(GIVEN PASSAGE Opens)

Tunnel vision: the media’s love affair with Craig Kelly and conflict

Feb 11, 2021

The media’s focus on divisive figures like Craig Kelly simply excuses the equally dangerous views of his less vocal, climate change denying colleagues. It is on these politicians that the media should focus.

Credit – Unsplash

Craig Kelly’s presence in the media the past week has been spectacularly successful. His corpulence has been on display especially in the more elevated print media and the digital media such as Crikey. Words such as “maverick” have been consistently used to describe him.

His encounter with Tanya Plibersek, providing wonderful contrasting pictures of Liberal Party masculinity against her feminine nuances, has apparently not harmed her chances of one day being leader of the ALP. Equally it has seemingly forced the Prime Minister to rein in one of his party’s most outspoken parliamentarians.

The media are entranced by Kelly’s activities as it enables them to focus on what they do so well: treating politics as a conflict between ambitious individuals, and between parties as warring organizations, when in truth they are very similar in policy and conduct. Journalists are now focusing on the leadership implications of Plibersek and what Morrison’s reluctance to pull Kelly into line bespeaks of the power he holds as Prime Minister against his extreme right colleagues.

For instance James Massola opines that: “Plibersek insists her focus is 100 per cent on holding the government to account and won’t even accept the premise of the question when asked about the leadership of the Labor party.” Why even raise this question, unless it is to further the ongoing drama surrounding the ALP leadership of Anthony Albanese?

Equally, Jaqueline Maley argues that Kelly is a problem for the government because he is undermining its message on Covid “which has been successful because it has been orderly, centrist and unified. Kelly is also a dangerous reminder to voters that the Coalition has often been at the mercy of its conservative right wing,…”

This is, of course, predicated on the assumption that Australian politics is dominated by factional politics as well as by conflict between parties and ambitious individuals within this party. While this is certainly true, it enables journalists to evade the deeper questions about ideas of national importance that seem so lacking in contemporary Australian politics.

(GIVEN PASSAGE Closes)
(PROVIDED MATERIAL Opens)

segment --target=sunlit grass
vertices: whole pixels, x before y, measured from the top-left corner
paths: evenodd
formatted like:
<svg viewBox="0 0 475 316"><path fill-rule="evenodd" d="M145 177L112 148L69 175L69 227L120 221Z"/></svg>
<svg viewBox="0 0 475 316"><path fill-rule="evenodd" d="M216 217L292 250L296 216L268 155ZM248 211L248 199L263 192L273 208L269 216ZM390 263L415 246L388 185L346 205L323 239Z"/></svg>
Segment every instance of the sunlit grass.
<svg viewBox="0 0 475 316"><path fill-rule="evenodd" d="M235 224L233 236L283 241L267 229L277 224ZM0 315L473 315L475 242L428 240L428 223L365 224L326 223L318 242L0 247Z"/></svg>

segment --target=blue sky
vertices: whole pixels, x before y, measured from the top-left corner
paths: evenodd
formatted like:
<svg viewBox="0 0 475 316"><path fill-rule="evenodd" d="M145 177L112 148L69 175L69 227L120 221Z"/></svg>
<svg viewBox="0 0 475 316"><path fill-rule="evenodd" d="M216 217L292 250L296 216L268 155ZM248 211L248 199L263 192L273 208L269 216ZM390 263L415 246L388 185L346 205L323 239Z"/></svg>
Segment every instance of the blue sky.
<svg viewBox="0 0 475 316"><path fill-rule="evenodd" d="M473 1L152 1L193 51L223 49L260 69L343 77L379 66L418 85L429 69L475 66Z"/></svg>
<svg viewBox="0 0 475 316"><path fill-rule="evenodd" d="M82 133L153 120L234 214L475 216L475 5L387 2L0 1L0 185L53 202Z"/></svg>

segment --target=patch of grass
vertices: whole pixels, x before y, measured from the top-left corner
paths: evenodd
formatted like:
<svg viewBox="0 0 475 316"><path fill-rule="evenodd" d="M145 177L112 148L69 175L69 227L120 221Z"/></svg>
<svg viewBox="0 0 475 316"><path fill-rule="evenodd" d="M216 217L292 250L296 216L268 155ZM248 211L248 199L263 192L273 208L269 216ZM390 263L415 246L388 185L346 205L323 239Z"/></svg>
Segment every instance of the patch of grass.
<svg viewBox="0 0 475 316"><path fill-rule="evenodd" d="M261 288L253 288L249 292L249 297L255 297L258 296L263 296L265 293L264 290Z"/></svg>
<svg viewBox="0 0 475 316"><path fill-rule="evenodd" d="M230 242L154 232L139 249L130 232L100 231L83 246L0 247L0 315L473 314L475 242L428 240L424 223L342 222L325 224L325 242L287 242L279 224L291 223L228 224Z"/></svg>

(PROVIDED MATERIAL Closes)

• PROBLEM DESCRIPTION:
In the article on media coverage of Craig Kelly, what word has consistently been used to describe him?

• OUTPUT OF THE TASK:
"Maverick."